_What is needed_:
Render the entries below as a Markdown table with the columns "No." and "Line", giving each nonblank line its own row numbered in order.

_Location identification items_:
....

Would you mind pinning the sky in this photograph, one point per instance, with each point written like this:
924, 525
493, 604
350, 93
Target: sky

....

_Response to this task_:
| No. | Line |
|---|---|
| 1 | Would you mind pinning the sky in this photograph, one point per instance, with each point written like this: |
| 2 | 924, 525 |
| 3 | 493, 604 |
| 4 | 350, 93 |
| 5 | Target: sky |